◆ Text excerpt:
Small Business Resources, Business Advice and Forms from AllBusiness.com

Cobb Theatres on S&PWatch,Pos;Regal Cinemas OutlkNeg.

NEW YORK--(BUSINESS WIRE)--June 12, 1997--NY--Standard & Poor's CreditWire 6/12/97 -- Standard & Poor's today has placed its double-`B'-minus corporate credit rating on Cobb Theatres L.L.C., and its double-`B'-minus rating on the $85 million senior secured debt jointly and severally issued by

Cobb Theatres L.L.C. and Cobb Finance Corp., on CreditWatch with positive implications.

The CreditWatch placement is based on Cobb's agreement to be acquired by Regal Cinemas Inc. for common stock valued at $100 million and the assumption of Cobb's $87 million of debt. The rating action reflects the likelihood that the Cobb debt rating will be equalized with Regal's upon completion of the deal, which is expected in July 1997.

◆ Problem description:
Repeat word for word the passage of the Cobb Theatres credit rating notice above, starting with "NEW YORK--(BUSINESS WIRE)--June" and going on through "in July 1997.".

◆ Study material:
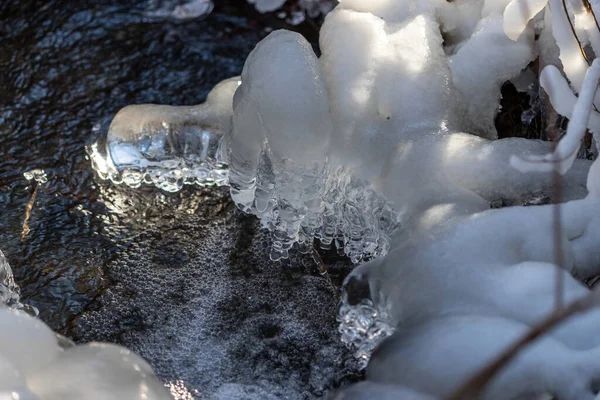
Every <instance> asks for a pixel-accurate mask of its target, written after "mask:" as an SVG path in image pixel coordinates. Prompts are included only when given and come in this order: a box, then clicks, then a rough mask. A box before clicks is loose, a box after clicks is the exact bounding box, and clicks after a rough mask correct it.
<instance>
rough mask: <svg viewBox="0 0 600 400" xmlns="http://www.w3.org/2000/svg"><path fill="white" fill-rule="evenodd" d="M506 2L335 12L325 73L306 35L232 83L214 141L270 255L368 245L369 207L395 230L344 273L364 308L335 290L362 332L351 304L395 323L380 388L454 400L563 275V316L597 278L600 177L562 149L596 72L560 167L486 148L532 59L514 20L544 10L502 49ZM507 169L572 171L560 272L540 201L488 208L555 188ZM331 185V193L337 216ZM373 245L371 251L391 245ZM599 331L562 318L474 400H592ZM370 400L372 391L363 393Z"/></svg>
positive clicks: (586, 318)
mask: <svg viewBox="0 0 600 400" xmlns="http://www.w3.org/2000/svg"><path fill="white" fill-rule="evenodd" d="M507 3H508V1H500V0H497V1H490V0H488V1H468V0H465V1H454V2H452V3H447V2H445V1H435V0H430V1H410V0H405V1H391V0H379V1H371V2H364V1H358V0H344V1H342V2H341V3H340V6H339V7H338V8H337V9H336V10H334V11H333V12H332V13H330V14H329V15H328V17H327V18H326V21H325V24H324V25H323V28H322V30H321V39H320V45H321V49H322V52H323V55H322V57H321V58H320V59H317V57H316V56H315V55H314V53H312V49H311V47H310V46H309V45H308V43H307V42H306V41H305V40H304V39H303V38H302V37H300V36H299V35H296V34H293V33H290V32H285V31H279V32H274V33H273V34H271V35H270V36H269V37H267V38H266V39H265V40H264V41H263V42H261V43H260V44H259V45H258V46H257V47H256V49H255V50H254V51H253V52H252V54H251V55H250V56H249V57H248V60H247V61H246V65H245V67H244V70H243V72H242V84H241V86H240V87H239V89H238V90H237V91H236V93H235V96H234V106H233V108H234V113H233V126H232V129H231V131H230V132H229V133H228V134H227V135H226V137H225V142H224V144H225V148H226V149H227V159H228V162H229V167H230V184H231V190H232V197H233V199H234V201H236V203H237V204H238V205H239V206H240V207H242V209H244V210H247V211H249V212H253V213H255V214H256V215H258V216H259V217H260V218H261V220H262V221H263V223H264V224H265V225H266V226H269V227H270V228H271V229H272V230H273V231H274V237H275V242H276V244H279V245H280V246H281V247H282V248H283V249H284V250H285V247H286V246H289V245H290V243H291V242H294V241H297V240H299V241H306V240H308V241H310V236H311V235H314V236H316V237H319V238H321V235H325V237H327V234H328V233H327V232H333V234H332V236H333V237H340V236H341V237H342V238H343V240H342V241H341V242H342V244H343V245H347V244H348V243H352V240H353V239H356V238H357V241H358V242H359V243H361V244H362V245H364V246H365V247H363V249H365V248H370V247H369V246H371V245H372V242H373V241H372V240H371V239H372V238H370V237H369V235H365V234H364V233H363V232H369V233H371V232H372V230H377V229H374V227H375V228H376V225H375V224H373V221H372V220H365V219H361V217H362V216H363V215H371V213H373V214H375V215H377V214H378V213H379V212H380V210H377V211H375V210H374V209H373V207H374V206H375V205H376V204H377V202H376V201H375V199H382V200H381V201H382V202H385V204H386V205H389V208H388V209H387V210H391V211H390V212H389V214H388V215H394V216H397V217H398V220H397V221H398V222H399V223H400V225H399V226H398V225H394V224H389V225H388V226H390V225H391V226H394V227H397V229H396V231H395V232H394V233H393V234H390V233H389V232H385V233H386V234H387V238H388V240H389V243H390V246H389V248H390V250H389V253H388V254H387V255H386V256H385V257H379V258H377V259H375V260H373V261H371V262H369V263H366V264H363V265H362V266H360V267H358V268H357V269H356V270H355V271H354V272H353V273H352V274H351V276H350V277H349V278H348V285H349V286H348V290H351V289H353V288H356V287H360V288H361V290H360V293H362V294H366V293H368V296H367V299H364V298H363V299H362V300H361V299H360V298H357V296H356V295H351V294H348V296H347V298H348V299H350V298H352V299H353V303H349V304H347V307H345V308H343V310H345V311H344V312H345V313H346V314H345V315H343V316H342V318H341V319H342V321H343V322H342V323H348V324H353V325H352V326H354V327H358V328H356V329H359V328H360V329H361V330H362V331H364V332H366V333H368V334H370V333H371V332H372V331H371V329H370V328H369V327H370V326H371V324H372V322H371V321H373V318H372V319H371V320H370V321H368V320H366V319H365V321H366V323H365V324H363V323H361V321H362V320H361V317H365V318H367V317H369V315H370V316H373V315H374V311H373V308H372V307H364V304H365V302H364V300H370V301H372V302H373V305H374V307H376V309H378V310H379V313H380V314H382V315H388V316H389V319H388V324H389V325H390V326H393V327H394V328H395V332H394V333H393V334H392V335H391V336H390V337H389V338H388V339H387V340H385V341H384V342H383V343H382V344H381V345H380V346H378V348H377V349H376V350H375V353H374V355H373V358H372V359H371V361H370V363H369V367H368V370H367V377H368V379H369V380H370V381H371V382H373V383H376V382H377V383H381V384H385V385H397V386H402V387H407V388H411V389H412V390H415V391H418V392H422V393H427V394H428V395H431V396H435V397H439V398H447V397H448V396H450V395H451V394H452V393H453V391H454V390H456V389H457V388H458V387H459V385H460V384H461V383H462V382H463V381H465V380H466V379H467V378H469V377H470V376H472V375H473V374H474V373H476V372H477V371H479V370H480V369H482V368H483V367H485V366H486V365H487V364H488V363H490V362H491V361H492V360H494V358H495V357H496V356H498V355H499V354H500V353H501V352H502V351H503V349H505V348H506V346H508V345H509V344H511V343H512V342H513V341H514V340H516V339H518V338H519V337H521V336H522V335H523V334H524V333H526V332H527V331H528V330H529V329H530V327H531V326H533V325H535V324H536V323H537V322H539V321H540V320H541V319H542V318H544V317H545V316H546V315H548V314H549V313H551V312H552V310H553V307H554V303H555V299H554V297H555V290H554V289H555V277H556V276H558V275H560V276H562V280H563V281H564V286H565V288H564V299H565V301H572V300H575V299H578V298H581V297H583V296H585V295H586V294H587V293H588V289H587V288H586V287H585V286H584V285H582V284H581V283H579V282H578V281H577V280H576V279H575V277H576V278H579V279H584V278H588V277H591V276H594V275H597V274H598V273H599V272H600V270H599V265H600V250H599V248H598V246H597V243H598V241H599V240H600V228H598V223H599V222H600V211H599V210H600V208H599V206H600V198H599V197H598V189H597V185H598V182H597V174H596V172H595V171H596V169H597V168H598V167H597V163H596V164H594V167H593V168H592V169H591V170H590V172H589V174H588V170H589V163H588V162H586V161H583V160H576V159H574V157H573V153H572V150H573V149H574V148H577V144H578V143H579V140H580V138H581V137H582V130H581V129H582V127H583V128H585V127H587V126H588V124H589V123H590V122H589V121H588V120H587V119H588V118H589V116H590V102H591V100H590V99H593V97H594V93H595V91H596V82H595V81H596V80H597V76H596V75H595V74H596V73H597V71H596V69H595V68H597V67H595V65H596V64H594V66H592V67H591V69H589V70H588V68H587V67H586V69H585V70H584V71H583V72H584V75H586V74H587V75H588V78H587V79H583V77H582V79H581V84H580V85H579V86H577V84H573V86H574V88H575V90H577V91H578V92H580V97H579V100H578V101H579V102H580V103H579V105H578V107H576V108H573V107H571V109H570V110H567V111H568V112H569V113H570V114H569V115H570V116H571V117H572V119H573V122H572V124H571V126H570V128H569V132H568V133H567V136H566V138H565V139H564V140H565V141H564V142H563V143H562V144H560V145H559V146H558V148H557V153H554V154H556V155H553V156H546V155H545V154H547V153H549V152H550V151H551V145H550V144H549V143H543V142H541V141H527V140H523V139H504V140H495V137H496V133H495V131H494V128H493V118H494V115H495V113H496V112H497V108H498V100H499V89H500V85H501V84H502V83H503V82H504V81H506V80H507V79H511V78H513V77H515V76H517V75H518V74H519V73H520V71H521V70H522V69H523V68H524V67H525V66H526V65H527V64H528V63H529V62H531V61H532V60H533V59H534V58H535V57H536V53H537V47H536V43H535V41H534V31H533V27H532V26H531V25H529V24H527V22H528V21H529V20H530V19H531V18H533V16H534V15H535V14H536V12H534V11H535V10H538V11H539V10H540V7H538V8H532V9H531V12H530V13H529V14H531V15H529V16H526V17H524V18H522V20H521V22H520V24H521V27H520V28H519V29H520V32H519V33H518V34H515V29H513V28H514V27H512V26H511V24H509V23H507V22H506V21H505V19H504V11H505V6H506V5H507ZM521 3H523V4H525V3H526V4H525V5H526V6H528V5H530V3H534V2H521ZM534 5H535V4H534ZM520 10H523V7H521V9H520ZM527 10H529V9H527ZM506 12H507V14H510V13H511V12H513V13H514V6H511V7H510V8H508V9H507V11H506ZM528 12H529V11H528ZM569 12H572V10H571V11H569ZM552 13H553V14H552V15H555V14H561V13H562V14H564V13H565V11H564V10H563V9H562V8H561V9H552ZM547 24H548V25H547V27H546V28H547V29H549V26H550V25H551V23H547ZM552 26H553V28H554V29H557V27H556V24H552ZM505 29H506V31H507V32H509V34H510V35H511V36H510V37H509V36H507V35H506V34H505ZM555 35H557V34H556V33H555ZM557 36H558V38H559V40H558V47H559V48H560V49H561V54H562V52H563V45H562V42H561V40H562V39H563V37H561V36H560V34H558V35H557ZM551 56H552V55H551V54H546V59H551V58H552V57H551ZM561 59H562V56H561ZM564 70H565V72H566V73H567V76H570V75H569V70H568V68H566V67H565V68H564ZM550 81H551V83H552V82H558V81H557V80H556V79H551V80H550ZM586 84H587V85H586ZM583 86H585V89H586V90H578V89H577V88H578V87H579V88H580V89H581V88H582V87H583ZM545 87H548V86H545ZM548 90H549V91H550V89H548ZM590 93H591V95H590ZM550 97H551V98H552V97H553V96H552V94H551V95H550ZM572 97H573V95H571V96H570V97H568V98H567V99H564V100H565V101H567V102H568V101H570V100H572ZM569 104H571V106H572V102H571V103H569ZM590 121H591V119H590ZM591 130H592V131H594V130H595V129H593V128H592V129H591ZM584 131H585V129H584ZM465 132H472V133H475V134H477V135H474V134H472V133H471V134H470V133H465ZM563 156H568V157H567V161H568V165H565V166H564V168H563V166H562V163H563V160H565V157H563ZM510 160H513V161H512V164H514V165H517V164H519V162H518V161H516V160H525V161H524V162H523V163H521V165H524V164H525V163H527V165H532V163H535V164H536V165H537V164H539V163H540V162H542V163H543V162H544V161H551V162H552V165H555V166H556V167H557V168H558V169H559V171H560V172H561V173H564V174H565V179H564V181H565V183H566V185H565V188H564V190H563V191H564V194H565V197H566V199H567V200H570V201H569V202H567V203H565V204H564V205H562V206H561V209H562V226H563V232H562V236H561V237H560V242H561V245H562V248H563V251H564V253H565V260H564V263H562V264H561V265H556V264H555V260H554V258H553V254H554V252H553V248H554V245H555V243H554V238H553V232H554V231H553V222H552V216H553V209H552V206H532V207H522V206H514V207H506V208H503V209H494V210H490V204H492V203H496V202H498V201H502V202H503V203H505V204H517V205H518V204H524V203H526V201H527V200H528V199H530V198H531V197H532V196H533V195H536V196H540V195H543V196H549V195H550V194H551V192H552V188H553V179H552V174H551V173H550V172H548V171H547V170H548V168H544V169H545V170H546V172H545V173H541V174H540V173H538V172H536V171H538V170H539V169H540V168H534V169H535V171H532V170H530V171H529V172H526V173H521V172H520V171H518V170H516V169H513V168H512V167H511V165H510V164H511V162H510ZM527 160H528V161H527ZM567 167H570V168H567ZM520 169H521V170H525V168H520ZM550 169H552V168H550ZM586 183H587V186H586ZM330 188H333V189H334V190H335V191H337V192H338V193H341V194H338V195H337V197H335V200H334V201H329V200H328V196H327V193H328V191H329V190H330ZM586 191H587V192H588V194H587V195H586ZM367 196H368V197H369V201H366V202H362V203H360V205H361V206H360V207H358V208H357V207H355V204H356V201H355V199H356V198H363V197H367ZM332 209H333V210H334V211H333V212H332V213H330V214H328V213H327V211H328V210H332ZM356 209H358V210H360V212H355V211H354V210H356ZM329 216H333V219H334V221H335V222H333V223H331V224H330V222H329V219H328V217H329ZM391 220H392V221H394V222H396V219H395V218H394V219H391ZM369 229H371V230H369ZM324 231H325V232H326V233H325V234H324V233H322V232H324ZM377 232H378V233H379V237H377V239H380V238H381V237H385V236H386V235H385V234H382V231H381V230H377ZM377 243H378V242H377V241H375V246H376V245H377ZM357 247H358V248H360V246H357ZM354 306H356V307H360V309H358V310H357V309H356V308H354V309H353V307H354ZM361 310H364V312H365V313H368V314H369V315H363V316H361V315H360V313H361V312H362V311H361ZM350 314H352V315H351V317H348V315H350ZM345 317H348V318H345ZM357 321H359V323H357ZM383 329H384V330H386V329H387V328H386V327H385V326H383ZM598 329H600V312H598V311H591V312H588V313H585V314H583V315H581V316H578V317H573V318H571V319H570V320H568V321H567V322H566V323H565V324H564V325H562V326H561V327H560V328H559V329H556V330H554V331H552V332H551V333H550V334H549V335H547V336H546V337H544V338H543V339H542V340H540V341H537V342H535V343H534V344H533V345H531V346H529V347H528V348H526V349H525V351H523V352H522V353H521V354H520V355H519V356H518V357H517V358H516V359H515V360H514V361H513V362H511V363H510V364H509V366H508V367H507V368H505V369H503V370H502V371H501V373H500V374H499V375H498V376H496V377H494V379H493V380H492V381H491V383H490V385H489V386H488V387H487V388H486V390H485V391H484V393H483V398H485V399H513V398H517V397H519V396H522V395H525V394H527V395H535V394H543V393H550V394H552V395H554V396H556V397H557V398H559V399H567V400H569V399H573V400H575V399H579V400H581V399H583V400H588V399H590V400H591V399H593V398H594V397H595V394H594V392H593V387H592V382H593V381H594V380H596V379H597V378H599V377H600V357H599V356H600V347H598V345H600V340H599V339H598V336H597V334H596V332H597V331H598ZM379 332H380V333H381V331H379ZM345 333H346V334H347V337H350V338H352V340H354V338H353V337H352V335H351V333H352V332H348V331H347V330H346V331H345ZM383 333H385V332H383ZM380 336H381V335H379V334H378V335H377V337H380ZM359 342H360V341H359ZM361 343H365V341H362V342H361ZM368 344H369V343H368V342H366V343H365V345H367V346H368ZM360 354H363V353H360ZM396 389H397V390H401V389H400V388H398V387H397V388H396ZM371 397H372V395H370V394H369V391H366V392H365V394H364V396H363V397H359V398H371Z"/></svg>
==
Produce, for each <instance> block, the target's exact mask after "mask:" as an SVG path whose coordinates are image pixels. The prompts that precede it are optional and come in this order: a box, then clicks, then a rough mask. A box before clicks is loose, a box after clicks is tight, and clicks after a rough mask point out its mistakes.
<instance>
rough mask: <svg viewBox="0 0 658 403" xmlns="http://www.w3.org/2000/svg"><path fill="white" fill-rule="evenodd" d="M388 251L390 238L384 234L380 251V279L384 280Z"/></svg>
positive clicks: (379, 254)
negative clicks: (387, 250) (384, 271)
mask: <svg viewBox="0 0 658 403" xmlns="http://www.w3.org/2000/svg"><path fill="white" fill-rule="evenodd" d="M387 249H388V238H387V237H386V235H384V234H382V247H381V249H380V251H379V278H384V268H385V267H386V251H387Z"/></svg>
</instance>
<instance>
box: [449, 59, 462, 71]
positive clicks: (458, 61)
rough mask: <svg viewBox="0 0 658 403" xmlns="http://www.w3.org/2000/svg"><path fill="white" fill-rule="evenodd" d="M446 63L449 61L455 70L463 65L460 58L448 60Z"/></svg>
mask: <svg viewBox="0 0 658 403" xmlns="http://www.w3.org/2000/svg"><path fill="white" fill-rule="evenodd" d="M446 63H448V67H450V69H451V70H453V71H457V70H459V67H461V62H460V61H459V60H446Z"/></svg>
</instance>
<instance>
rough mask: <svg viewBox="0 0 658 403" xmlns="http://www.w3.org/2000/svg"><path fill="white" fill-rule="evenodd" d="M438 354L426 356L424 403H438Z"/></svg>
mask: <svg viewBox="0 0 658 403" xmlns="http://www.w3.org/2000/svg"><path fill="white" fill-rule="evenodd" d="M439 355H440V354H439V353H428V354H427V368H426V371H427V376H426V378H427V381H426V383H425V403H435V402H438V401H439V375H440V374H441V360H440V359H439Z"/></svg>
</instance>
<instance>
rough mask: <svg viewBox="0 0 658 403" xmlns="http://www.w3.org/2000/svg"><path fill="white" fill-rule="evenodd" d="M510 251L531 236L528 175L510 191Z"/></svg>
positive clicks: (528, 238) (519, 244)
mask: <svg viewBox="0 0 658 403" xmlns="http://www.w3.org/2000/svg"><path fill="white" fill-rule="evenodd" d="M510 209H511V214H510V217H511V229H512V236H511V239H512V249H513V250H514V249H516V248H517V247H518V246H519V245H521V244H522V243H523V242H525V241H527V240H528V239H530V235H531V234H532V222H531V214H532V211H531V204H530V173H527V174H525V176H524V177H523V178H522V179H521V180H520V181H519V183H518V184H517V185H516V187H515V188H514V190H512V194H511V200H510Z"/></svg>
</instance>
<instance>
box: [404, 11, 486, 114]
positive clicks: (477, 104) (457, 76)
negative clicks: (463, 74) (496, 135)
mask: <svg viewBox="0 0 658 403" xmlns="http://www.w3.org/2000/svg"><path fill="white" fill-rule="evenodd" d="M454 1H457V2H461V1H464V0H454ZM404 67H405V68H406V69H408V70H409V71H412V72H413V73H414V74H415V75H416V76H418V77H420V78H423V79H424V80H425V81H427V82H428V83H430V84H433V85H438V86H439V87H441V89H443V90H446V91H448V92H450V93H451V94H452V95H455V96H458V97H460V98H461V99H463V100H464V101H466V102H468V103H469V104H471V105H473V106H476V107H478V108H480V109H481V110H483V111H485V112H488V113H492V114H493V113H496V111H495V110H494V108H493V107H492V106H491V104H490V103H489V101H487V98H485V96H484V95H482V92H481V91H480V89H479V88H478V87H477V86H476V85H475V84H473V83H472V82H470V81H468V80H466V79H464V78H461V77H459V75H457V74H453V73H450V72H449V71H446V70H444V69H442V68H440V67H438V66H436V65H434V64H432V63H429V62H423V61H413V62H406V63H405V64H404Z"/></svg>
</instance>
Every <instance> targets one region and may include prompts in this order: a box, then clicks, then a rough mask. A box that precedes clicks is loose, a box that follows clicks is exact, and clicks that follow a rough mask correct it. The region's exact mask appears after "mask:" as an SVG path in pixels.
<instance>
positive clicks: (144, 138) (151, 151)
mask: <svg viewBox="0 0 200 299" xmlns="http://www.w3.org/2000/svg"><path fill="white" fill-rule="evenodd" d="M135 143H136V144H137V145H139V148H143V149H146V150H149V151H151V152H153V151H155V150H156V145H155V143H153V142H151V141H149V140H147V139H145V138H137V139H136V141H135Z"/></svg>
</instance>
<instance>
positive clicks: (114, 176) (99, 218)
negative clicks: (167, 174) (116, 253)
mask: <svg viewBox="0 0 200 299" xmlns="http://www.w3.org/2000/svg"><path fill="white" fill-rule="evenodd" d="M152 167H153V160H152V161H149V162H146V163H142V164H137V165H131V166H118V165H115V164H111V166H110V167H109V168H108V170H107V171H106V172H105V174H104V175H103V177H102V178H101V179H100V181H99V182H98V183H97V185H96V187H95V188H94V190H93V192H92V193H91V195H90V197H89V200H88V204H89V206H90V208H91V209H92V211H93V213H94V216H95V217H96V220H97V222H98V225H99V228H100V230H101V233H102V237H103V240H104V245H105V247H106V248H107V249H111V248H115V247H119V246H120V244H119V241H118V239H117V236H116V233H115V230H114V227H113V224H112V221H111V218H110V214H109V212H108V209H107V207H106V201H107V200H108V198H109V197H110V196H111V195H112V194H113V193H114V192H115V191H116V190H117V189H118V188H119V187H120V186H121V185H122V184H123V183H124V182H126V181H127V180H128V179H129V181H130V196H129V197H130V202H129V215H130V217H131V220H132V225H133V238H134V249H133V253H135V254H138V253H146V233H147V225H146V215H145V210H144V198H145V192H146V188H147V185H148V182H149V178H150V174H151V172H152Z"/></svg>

◆ Expected answer:
NEW YORK--(BUSINESS WIRE)--June 12, 1997--NY--Standard & Poor's CreditWire 6/12/97 -- Standard & Poor's today has placed its double-`B'-minus corporate credit rating on Cobb Theatres L.L.C., and its double-`B'-minus rating on the $85 million senior secured debt jointly and severally issued by

Cobb Theatres L.L.C. and Cobb Finance Corp., on CreditWatch with positive implications.

The CreditWatch placement is based on Cobb's agreement to be acquired by Regal Cinemas Inc. for common stock valued at $100 million and the assumption of Cobb's $87 million of debt. The rating action reflects the likelihood that the Cobb debt rating will be equalized with Regal's upon completion of the deal, which is expected in July 1997.